Do this » Can you convert every line of the listing below into a numbered list, leaving out any blank lines?

Supplied entries »
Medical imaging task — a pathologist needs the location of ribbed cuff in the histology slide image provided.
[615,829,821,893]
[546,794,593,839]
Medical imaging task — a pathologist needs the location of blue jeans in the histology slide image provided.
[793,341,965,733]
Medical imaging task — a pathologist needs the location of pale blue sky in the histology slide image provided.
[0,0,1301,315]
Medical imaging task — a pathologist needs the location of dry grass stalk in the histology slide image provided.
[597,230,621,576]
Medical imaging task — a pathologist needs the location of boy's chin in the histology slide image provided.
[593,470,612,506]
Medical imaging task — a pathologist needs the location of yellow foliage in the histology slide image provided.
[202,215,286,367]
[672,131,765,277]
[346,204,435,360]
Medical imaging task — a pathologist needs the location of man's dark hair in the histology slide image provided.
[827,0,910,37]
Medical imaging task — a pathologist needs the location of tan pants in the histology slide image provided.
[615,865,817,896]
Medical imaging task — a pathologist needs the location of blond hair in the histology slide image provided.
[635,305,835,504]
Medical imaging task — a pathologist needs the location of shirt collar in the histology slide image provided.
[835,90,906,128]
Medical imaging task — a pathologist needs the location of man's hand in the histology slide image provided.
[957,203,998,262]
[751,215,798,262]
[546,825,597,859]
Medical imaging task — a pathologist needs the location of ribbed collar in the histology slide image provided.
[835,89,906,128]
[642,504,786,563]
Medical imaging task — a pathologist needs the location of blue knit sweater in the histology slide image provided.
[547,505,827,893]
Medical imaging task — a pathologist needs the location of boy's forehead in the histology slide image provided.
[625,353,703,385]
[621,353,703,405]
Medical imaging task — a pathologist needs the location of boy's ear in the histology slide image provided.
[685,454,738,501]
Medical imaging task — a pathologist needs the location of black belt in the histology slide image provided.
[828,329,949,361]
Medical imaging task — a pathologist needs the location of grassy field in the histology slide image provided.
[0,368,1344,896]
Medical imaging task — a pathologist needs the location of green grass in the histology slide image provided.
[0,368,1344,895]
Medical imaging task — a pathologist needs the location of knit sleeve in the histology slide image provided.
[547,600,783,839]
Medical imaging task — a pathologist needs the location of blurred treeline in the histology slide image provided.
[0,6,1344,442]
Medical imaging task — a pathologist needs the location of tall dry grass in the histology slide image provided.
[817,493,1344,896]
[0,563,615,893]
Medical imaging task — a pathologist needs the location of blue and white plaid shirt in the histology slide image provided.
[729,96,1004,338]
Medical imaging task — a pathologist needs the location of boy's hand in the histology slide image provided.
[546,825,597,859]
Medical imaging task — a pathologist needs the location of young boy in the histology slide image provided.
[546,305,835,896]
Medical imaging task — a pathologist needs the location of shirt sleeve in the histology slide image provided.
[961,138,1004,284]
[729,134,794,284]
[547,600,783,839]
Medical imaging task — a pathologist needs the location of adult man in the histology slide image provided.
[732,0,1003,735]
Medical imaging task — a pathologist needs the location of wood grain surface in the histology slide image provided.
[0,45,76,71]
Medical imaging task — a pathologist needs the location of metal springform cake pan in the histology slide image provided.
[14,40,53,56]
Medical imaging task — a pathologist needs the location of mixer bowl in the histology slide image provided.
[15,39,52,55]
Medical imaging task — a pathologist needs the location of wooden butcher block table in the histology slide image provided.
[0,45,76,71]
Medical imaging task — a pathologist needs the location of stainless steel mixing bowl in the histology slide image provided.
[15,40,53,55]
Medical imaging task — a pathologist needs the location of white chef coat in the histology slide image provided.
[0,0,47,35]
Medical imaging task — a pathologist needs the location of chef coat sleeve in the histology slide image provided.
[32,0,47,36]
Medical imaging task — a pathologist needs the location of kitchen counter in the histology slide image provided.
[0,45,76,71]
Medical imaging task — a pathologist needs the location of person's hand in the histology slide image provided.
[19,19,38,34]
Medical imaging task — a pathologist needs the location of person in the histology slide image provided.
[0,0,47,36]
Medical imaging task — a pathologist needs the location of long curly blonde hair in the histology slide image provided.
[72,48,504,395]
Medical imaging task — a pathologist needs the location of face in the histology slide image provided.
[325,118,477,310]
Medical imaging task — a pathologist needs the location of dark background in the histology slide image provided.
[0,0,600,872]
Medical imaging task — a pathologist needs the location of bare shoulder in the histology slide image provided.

Task result »
1. Medical imaging task — a pathologist needs the location of ribbed cuff in the histology slide image provided.
2. [615,829,821,893]
3. [546,794,593,839]
4. Medical imaging task — a pathologist needs the location of blue jeans in the histology slide image provided.
5. [793,341,965,733]
6. Medical imaging task — a pathologist needs the location of pale blue sky in the histology slide image provided.
7. [0,0,1301,315]
8. Medical imaging task — a pathologist needs the location of dry grass stalk in the histology slide image provided.
9. [597,230,621,576]
10. Medical imaging task — a pathologist needs the location of boy's chin in the histology slide image provided.
11. [593,470,612,506]
12. Medical imaging task — a pathologist needs the location of yellow foliage in the histology slide image provided.
13. [202,215,286,367]
14. [672,131,765,277]
15. [346,204,435,360]
16. Medical imaging task — a pathologist needs the location of man's dark hair in the histology slide image provided.
17. [827,0,910,37]
18. Medical imaging task — a pathologist needs the location of tan pants in the histology slide image provided.
19. [615,865,817,896]
20. Medical imaging task — a pathologist needs the location of blond hair in the histology slide image provided.
21. [635,305,835,504]
22. Medical imaging task — a pathologist needs the location of shirt collar in the histology slide image provided.
23. [835,90,906,128]
24. Medical imaging task — a pathologist needs the location of man's hand in the histology slide image provided.
25. [957,203,998,262]
26. [751,215,798,262]
27. [546,825,597,859]
28. Medical imaging task — a pathologist needs the location of ribbed collar in the histology slide image provided.
29. [835,89,906,128]
30. [642,504,786,563]
31. Medical imaging task — a pathologist needs the location of blue knit sweater in the histology slide image provided.
32. [547,505,827,893]
33. Medical imaging task — a pathologist needs the location of boy's forehead in the histology slide image provided.
34. [625,353,703,385]
35. [621,353,703,405]
36. Medical imaging task — a pathologist needs the location of boy's ear in the histology slide image provided.
37. [685,454,738,501]
38. Medical imaging task — a pathologist needs the location of black belt in the histology slide image provided.
39. [828,329,949,361]
40. Medical imaging task — a pathologist needs the location of grassy field in the histology slide image provided.
41. [0,368,1344,896]
42. Medical imaging task — a pathologist needs the location of green grass in the histology slide image provided.
43. [0,368,1344,895]
44. Medical imaging task — a pathologist needs the location of knit sleeve in the histology slide image provided.
45. [547,600,783,839]
46. Medical imaging task — a pathologist needs the location of blurred treeline in the histology slide image provided.
47. [0,6,1344,442]
48. Medical imaging task — a pathologist needs the location of tall dry grass in the histology slide image provided.
49. [817,493,1344,896]
50. [0,563,615,893]
51. Medical imaging task — a pathologist needs the location of blue and white plaid shirt in the histology slide image provided.
52. [729,96,1004,338]
53. Medical imaging task — a pathologist needs the location of boy's hand in the histology slide image provided.
54. [546,825,597,859]
55. Medical imaging task — a pathologist needs the location of young boy in the histology slide image provided.
56. [546,305,835,896]
57. Medical imaging task — a pathologist needs the location of shirt sleeve in the histology slide image provided.
58. [961,138,1004,284]
59. [729,134,794,284]
60. [547,600,783,839]
61. Medical imaging task — a pathologist needs the location of adult man in the histology slide image provided.
62. [732,0,1003,735]
63. Medical imaging task — a pathologist needs the location of wood grain surface in the histology slide image provided.
64. [0,45,76,71]
65. Medical imaging task — a pathologist needs the location of metal springform cake pan in the histology slide image provided.
66. [14,40,53,56]
67. Medical imaging task — a pathologist needs the location of mixer bowl in the histology slide image provided.
68. [15,39,52,55]
69. Medical imaging task — a pathologist needs the location of wooden butcher block table in the histology slide image provided.
70. [0,45,76,71]
71. Medical imaging task — a pathologist needs the location of stainless steel mixing bowl in the histology slide image provided.
72. [15,40,53,55]
73. Medical imaging task — a pathologist needs the location of white chef coat in the histology slide image provided.
74. [0,0,47,35]
75. Medical imaging task — a pathologist needs the location of chef coat sleeve in the histology slide image provided.
76. [32,0,47,36]
77. Medical imaging task — a pathologist needs the location of kitchen counter in the histology slide image provided.
78. [0,45,76,71]
79. Medical imaging task — a pathologist needs the location of person's hand in the histology slide image provided.
80. [19,19,38,34]
81. Medical imaging task — a pathologist needs the location of person in the histology slide image provided.
82. [0,0,47,36]
83. Medical imaging task — a pathologist needs the location of long curly blonde hair in the histology slide image provided.
84. [72,48,504,395]
85. Medical imaging task — a pathologist needs the location of face in the histology slide image provided.
86. [325,118,477,310]
87. Medical imaging task — a pathologist needs the location of dark background in the histology slide image provided.
88. [0,0,600,872]
89. Medical imaging task — a pathologist needs the location of bare shoulder in the histology slide image provided.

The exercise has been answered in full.